Written problem: Rewrite the records from their beginning through the line containing "549 455 707 680", substituting "locator" for each occurrence of "detector" and leaving everything else unchanged. Give only those lines.

Given records:
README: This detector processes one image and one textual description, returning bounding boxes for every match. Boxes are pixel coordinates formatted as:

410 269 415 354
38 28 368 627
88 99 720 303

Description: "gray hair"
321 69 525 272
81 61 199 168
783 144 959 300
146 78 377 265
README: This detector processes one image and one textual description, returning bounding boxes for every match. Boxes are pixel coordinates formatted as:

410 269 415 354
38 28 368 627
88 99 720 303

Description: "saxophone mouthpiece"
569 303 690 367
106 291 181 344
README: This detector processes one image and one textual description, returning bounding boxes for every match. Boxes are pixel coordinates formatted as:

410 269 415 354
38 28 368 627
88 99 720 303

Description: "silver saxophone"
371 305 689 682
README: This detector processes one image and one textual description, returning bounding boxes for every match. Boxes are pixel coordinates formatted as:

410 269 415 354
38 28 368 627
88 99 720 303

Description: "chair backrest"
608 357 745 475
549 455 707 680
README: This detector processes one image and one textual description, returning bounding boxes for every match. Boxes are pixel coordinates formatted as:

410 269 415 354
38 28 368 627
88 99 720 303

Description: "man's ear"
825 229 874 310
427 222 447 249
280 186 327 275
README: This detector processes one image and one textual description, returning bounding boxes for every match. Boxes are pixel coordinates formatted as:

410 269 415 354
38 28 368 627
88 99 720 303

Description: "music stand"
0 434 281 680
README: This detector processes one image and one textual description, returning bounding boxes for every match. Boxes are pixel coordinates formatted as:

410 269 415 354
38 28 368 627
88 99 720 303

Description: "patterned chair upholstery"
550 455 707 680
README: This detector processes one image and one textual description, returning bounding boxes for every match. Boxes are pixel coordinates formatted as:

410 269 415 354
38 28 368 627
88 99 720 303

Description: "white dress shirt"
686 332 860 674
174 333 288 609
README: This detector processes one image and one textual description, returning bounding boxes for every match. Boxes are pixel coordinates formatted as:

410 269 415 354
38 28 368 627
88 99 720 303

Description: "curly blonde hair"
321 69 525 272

Solution for this problem:
README: This locator processes one image and one textual description, returning bounding boxes for every match. Boxes are pixel coordinates formatted as:

410 269 415 354
38 28 368 627
88 99 720 303

Description: "gray hair"
321 69 525 272
81 61 199 168
783 144 959 300
146 78 377 265
README: This locator processes one image and one textual description, returning bounding boxes for every match. Boxes are pixel coordinates formatted as:

410 269 415 354
38 28 368 627
88 99 720 303

Description: "saxophone mouthpiece"
569 303 690 367
106 291 181 344
README: This locator processes one image and one textual description, returning bounding boxes for every match. Boxes are pixel coordinates formatted as:

410 269 415 354
38 28 368 627
88 99 720 303

Description: "silver saxophone"
371 305 689 682
README: This locator processes one image and one textual description, returning bounding boxes for every match. Boxes are pixel coordinates formatted as:

410 269 415 354
38 28 368 627
88 99 720 303

Description: "chair backrest"
608 357 745 475
549 455 707 680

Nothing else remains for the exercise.